== The task ==
Each entry is to be transcribed exactly, with nothing added or dropped.

== Records to process ==
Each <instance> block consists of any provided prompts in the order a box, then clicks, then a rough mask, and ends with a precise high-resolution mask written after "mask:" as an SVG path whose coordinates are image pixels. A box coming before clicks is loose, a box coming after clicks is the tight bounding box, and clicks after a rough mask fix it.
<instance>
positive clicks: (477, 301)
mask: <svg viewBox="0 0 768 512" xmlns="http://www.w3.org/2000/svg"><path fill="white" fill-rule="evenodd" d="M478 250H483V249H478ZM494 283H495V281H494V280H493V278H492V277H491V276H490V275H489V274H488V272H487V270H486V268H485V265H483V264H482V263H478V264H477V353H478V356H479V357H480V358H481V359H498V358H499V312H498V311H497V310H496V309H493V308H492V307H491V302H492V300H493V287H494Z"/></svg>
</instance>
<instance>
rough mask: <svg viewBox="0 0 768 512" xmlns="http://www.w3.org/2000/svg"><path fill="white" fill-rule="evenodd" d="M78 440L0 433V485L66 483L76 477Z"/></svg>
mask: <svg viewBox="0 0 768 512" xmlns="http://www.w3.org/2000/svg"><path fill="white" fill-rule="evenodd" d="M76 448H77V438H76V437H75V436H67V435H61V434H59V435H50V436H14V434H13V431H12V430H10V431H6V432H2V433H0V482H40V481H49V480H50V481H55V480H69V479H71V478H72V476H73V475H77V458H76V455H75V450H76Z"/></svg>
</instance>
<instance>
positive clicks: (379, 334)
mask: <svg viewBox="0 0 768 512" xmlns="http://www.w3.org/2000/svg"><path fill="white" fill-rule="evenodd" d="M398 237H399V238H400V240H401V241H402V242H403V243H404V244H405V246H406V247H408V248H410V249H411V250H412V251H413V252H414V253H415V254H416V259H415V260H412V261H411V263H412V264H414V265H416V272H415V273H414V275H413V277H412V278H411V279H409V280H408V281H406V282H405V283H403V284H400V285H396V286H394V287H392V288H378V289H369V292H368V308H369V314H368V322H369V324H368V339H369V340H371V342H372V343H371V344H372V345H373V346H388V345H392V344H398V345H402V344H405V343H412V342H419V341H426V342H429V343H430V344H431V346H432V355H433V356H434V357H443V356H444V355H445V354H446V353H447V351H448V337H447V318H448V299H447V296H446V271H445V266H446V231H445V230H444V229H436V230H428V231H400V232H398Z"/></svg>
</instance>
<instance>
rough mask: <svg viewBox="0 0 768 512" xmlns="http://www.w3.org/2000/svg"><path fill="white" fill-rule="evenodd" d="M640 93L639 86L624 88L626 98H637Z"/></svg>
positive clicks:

== Answer area ==
Each <instance> block consists of any provided prompts in the order a box, then clicks, then a rough mask, and ends with a precise high-resolution mask written after "mask:" as an SVG path whose coordinates are image pixels. A box coming before clicks is loose, a box coming after clicks is the tight bounding box, and clicks after a rough mask fix it.
<instance>
positive clicks: (477, 301)
mask: <svg viewBox="0 0 768 512" xmlns="http://www.w3.org/2000/svg"><path fill="white" fill-rule="evenodd" d="M478 250H483V249H478ZM494 283H495V281H494V280H493V278H492V277H491V276H490V275H489V274H488V272H487V270H486V268H485V265H483V264H482V263H478V264H477V353H478V356H479V357H480V358H481V359H498V358H499V312H498V311H497V310H496V309H493V308H492V307H491V302H492V300H493V287H494Z"/></svg>
</instance>
<instance>
rough mask: <svg viewBox="0 0 768 512" xmlns="http://www.w3.org/2000/svg"><path fill="white" fill-rule="evenodd" d="M78 440L0 433V485L66 483L76 477Z"/></svg>
mask: <svg viewBox="0 0 768 512" xmlns="http://www.w3.org/2000/svg"><path fill="white" fill-rule="evenodd" d="M76 448H77V438H76V437H75V436H67V435H61V434H59V435H50V436H14V434H13V431H12V430H10V431H6V432H2V433H0V482H40V481H49V480H50V481H55V480H69V479H71V478H72V476H73V475H77V458H76V455H75V450H76Z"/></svg>
</instance>
<instance>
positive clicks: (379, 334)
mask: <svg viewBox="0 0 768 512" xmlns="http://www.w3.org/2000/svg"><path fill="white" fill-rule="evenodd" d="M398 237H399V238H400V240H401V241H402V242H403V243H404V244H405V246H406V247H408V248H410V249H411V250H412V251H413V252H414V253H415V254H416V259H415V260H412V261H411V263H412V264H414V265H416V272H415V273H414V275H413V277H412V278H411V279H409V280H408V281H406V282H405V283H403V284H400V285H396V286H394V287H392V288H378V289H369V292H368V308H369V314H368V322H369V324H368V339H369V340H371V342H372V343H371V344H372V345H373V346H388V345H392V344H398V345H402V344H405V343H412V342H419V341H426V342H429V343H430V344H431V346H432V355H433V356H434V357H443V356H444V355H445V354H446V353H447V351H448V337H447V318H448V299H447V296H446V271H445V266H446V231H445V230H444V229H436V230H428V231H400V232H398Z"/></svg>
</instance>
<instance>
rough mask: <svg viewBox="0 0 768 512" xmlns="http://www.w3.org/2000/svg"><path fill="white" fill-rule="evenodd" d="M640 93L639 86L624 88L626 98H637Z"/></svg>
positive clicks:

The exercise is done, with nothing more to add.